### [PROBLEM REQUIREMENTS]
Below are some records; copy them word for word and drop the pictures.

### [GIVEN ENTRIES]

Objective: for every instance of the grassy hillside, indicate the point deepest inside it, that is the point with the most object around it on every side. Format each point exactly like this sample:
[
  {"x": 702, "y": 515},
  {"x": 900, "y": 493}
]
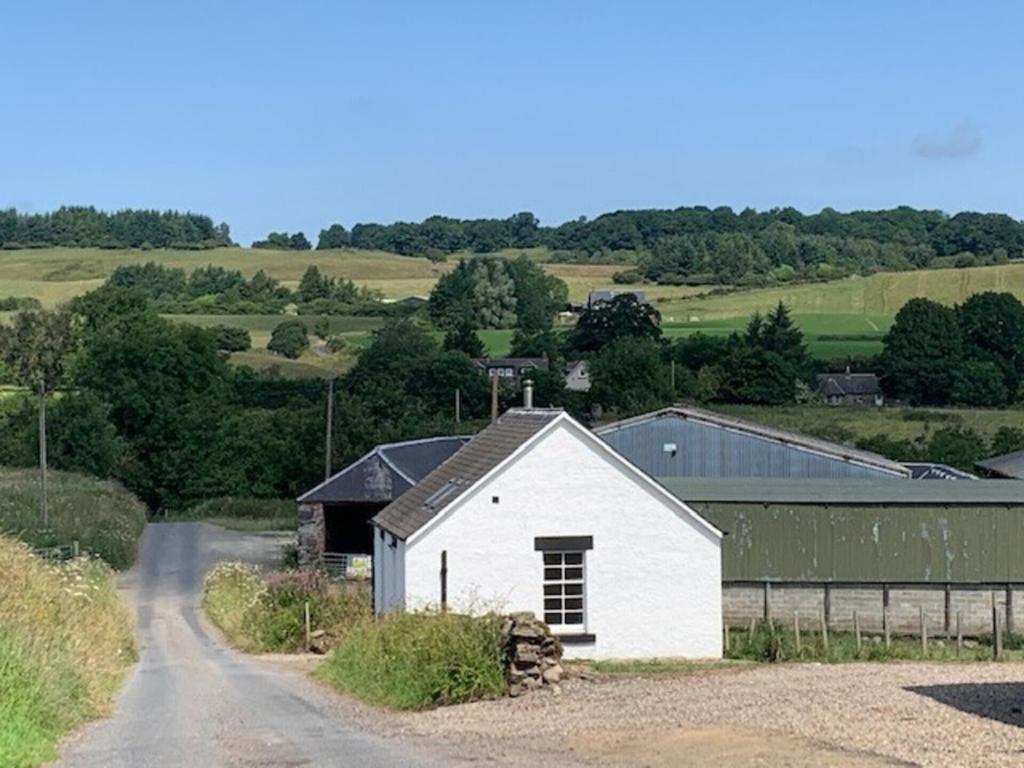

### [ANSWER SECTION]
Objective: for every instance of the grassy hillside, indicate the point deepest inside it, that is the point with the most object around it on every side. Format each point exactly like this sample:
[
  {"x": 702, "y": 515},
  {"x": 900, "y": 493}
]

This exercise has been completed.